# PROBLEM TO WORK ON
Change every "nothing more" in the listing below to "nothing else", and keep everything else the same.

[Position identification records]
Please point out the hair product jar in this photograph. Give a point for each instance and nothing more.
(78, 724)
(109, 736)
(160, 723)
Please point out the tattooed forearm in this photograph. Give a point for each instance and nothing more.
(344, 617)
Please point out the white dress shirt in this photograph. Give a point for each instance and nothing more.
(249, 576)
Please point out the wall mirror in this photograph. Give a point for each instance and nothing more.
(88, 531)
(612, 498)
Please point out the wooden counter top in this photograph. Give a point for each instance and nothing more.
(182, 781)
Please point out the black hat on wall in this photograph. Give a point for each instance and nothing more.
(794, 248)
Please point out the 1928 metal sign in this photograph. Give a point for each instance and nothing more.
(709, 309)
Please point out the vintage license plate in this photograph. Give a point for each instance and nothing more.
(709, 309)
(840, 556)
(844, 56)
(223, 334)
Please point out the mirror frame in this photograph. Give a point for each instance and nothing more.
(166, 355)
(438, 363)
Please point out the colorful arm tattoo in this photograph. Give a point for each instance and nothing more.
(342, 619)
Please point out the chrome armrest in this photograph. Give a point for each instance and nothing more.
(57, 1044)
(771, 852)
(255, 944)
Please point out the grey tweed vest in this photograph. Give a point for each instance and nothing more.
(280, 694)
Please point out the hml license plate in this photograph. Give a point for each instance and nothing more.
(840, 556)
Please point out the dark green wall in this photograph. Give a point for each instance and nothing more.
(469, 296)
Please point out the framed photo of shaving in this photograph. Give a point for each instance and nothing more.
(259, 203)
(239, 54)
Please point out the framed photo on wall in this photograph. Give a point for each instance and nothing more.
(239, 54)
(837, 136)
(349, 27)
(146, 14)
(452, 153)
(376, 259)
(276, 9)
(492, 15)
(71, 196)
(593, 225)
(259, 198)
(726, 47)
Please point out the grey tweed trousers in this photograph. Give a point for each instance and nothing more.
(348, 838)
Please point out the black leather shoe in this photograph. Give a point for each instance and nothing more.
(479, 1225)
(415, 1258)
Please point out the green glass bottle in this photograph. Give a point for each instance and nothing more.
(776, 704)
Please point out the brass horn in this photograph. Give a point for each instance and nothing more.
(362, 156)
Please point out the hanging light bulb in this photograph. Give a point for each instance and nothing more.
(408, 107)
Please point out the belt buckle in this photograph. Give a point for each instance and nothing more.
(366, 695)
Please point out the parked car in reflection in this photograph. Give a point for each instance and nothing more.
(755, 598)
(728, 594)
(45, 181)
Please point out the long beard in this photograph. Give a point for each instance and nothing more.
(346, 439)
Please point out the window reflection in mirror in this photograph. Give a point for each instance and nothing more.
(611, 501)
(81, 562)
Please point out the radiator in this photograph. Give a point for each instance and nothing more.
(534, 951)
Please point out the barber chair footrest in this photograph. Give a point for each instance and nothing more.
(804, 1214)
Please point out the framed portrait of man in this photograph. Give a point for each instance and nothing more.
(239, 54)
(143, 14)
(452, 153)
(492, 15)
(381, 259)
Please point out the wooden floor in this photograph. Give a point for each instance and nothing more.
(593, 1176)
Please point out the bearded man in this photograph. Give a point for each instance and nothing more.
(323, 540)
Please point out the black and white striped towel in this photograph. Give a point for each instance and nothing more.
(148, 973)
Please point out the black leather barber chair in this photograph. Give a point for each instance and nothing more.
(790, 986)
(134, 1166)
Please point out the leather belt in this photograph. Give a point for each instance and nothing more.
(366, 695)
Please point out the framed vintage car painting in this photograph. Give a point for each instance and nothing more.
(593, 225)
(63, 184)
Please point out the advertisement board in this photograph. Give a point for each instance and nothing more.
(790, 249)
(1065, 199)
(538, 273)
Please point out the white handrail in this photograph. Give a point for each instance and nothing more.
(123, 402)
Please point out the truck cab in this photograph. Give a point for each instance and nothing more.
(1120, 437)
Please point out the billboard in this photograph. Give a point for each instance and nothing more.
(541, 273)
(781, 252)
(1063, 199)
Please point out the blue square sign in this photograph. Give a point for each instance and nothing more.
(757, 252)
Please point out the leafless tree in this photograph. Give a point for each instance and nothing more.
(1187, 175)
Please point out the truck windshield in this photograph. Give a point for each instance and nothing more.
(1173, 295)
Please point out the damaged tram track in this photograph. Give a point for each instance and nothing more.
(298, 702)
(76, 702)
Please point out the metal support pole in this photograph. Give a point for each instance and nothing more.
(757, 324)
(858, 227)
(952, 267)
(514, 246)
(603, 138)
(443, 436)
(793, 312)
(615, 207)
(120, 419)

# PROBLEM SOLUTION
Please point out the hair product jar in this photograph. Give a point for each instance and nothing else.
(78, 724)
(109, 736)
(160, 723)
Please point out the tattooed forearm in this photograph. Give a point for each instance and nothing else.
(344, 617)
Please point out the white dress shirt in this photograph. Give a point for each instance and nothing else.
(249, 576)
Please point out the wall mirror in this photograph. Give a point for each instance and nothing else.
(88, 531)
(612, 498)
Please point out the wooden counter top in this photograph. Give a point for each instance and nothing else.
(182, 781)
Please point out the black hat on wall in this photograph. Give a point for each instance and nothing else.
(794, 248)
Please point out the 1928 metal sign in this photograph. Give a point for each instance and nothing else.
(709, 309)
Please point out the vintage license plate in this photograph. Give a point for each instance and nothing else.
(709, 309)
(840, 556)
(844, 56)
(223, 334)
Please point out the mirror frame in this photograph. Give a point for each instance and nothing else.
(166, 355)
(438, 363)
Please point out the colorful arm tattoo in this photograph. Give a point for each instance and nothing else.
(342, 619)
Please point out the chrome armrest in this photograph. Give a point for each instance and nothing else.
(57, 1044)
(771, 852)
(255, 944)
Please point out the grey tweed vest in this photograph. Give a point for each instance and nothing else.
(280, 694)
Please point out the hml license plate in this photograph. Give a point for each instance and nothing else.
(840, 556)
Please point out the dark green wall in this photograph. Give a point for each instance and nothing else.
(469, 296)
Please point out the framed photo of shaving in this photograph. Give a point for each instance and nothing else.
(259, 203)
(239, 54)
Please point out the framed photo on wall in this photograph. Give a point for each instance and nothing else.
(239, 54)
(837, 136)
(349, 27)
(146, 14)
(452, 153)
(376, 259)
(276, 9)
(492, 15)
(71, 196)
(593, 225)
(259, 198)
(726, 47)
Please point out the grey tweed trousers in this photograph. Give a point for each instance and nothing else.
(348, 838)
Please point out the black leather shoe in this photograph. Give a point for each instance and nothing else.
(479, 1225)
(415, 1258)
Please point out the green glass bottle in this photograph. Give a point for each instance and nothing else.
(776, 704)
Please point out the brass horn in this photograph. Give a point for each instance and nothing else.
(362, 156)
Please point out the hanging light bulb in this photograph. Give a point for each instance and nothing else.
(408, 107)
Please point out the belt buckle in this photograph. Give a point for each instance and nothing else.
(366, 695)
Please point out the parked car in reflection in this photograph. Give a point for each instance and nothing else.
(755, 598)
(728, 594)
(45, 181)
Please point out the long beard in this photograph. Give a point for each instance and nothing else.
(346, 439)
Please point out the window reflection in mirror in this photograph. Give a point for each instance and nothing else.
(611, 501)
(81, 562)
Please point out the radiator in this photograph. Give a point for each instance and nothing else.
(534, 951)
Please point out the barber chair footrest in this photograph. Give a point for each instance and nothing else.
(804, 1214)
Please point out the framed portrait of man in this photograph. Give a point for each instance and nothing else.
(239, 54)
(143, 14)
(452, 153)
(492, 15)
(381, 259)
Please point out the wooden floor in this photograph. Give a point for each instance and nothing else.
(593, 1176)
Please point out the bearded man in this photograph. Give a point for each instance and nothing else.
(323, 540)
Please point out the black and white striped towel in this photograph. Give a point for each instance and nothing else.
(148, 973)
Please point out the black leather barber chair in this photograph. Give a point for each instance and nothing else.
(790, 986)
(134, 1166)
Please point out the leather belt in this photograph. Give a point for each instance and nothing else.
(366, 695)
Please point out the framed vintage car painting in this photograph. Give a point for each instance and nothing else.
(593, 225)
(63, 184)
Please point out the advertisement board in this photograph. Give a point for each instance and nothing else.
(790, 249)
(1065, 199)
(538, 273)
Please point out the white handrail in this photograph. Give a point for each instance and nothing else.
(123, 402)
Please point out the truck cab in this photograph. Give a point for each instance and nothing else.
(1120, 437)
Please point out the billboard in this photograph. Give a point for each instance and nothing else.
(541, 273)
(781, 252)
(1063, 199)
Please point out the blue square sign in this photograph. Give a point for each instance and nothing else.
(757, 252)
Please point out the leafless tree in this photograph. Give a point for each instance and nothing else.
(1187, 175)
Please point out the truck windshield in this photograph. Give a point for each instance and nothing else.
(1173, 295)
Please point out the damaged tram track in this photograph. Give a point for each instance and nothing else.
(298, 702)
(76, 702)
Please point out the metal support pole in this photograph. Give a point for each instance and nothing else.
(757, 324)
(858, 227)
(952, 267)
(514, 246)
(603, 138)
(443, 436)
(793, 312)
(615, 207)
(120, 419)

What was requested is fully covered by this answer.